» **Passage provided**:
──────
Setting aside Plaintiff's suggestions of concealed evidence, collusion, and Defendants' pursuit of a jury trial with the intent of increasing the litigation burden on Mr. Bybee, the Court finds that Plaintiff does raise some valid points as it relates to the first factor. First, the Court recognizes that Plaintiff's burden of proving fraudulent intent made this case more time and labor intensive than the typical personal injury action. Second, the parties' inability to reach a settlement agreement-despite engaging in early settlement discussions and participating in a settlement conference with Magistrate Judge Michael T. Morrissey-also contributed to an increase in the time and labor required of Mr. Bybee in this litigation. Finally, the fact that this case was tried before a jury rather than the bench is relevant because, as a factual matter, jury trials typically require more time and labor for both parties. This appears to be true in the present case, as the time log submitted by Mr. Bybee indicates that 98.6 hours-or nearly fifty percent-of the 199.1 hours spent on this case occurred between August 22, 2022 and September 19, 2022, when Mr. Bybee was either prepping for or conducting the jury trial. (Doc. 114-1 at 16-20). Together, these facts support Plaintiff's large fee request by demonstrating that this case required more time and labor on the part of Mr. Bybee, at least in comparison to similar types of cases.
──────
» **Data entries**:
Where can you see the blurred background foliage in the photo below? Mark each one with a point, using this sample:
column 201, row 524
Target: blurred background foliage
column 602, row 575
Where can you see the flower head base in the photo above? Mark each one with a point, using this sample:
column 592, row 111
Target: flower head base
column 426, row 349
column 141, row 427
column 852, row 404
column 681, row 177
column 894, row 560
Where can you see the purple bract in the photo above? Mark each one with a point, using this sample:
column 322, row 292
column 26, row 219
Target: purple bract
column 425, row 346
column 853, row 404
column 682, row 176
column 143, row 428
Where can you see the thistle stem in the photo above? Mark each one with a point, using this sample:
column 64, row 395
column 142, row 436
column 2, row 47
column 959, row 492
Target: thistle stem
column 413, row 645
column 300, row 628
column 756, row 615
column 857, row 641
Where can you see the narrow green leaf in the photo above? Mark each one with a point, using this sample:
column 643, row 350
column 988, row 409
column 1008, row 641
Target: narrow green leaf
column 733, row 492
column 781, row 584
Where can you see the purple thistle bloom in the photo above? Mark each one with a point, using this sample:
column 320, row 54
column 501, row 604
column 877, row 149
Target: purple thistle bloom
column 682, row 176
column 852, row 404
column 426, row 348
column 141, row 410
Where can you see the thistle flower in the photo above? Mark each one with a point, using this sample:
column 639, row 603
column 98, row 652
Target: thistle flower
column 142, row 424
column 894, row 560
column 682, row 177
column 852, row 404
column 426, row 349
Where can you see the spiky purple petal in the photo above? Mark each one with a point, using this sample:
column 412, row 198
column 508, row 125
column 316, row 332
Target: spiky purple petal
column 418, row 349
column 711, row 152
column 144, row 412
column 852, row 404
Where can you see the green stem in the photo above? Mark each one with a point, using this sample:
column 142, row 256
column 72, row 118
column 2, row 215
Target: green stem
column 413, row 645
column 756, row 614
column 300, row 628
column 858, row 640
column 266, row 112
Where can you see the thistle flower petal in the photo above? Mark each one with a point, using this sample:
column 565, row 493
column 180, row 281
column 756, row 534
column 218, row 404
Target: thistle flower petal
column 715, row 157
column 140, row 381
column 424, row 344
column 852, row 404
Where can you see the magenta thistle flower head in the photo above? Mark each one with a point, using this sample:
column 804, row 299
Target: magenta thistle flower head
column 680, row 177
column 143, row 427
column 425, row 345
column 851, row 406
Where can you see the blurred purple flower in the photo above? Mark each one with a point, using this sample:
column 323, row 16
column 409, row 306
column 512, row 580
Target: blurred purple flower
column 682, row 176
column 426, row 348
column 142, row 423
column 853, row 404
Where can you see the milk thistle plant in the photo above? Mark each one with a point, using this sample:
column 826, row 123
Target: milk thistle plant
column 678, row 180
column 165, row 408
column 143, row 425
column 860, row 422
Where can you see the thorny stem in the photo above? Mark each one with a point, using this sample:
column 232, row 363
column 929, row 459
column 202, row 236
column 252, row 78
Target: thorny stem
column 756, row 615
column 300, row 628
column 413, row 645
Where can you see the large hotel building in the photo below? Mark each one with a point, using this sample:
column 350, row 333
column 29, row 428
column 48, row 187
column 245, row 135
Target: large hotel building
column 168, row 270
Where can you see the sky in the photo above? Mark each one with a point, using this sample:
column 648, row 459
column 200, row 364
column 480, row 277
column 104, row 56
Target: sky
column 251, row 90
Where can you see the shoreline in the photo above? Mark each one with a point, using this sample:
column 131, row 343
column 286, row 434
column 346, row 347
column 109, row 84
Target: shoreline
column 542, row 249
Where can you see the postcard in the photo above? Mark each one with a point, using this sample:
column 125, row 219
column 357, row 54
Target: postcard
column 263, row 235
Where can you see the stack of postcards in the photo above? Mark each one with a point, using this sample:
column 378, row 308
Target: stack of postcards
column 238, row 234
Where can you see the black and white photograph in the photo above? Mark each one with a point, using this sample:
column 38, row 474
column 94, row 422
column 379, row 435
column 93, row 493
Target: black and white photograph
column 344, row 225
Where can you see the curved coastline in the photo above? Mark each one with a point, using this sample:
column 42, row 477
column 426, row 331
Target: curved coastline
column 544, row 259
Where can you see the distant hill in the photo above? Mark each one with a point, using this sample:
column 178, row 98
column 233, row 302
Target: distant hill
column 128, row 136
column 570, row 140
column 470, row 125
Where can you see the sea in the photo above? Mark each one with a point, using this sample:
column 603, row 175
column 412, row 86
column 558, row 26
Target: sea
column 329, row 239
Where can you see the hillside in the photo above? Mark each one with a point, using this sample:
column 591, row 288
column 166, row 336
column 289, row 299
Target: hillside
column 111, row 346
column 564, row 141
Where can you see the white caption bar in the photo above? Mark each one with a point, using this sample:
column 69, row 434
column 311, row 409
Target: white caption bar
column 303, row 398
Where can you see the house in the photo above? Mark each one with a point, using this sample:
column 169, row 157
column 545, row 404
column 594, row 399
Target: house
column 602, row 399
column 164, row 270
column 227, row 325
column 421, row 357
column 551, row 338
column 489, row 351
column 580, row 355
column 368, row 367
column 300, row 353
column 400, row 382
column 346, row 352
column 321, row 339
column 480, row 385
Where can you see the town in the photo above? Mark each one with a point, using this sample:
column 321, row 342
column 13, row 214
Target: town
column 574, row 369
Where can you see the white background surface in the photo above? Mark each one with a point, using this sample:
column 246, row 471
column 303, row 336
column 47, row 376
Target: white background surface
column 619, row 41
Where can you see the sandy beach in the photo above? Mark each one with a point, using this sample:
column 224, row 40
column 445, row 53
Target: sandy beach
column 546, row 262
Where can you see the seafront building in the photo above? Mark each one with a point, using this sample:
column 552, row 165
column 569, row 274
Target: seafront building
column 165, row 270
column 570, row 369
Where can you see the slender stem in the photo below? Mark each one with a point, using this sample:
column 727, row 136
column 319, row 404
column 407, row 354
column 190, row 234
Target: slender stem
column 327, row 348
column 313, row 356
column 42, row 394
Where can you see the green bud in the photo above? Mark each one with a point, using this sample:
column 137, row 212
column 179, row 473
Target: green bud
──────
» **Your goal**:
Answer these questions from the passage on the fee request, one per line:
1. Which magistrate judge held the settlement conference with the parties?
2. According to Mr. Bybee's time log, how many hours in total were spent on the case?
3. Between which two dates did the 98.6 hours of trial preparation and trial occur?

» **Full answer**:
1. Magistrate Judge Michael T. Morrissey
2. 199.1 hours
3. August 22, 2022 and September 19, 2022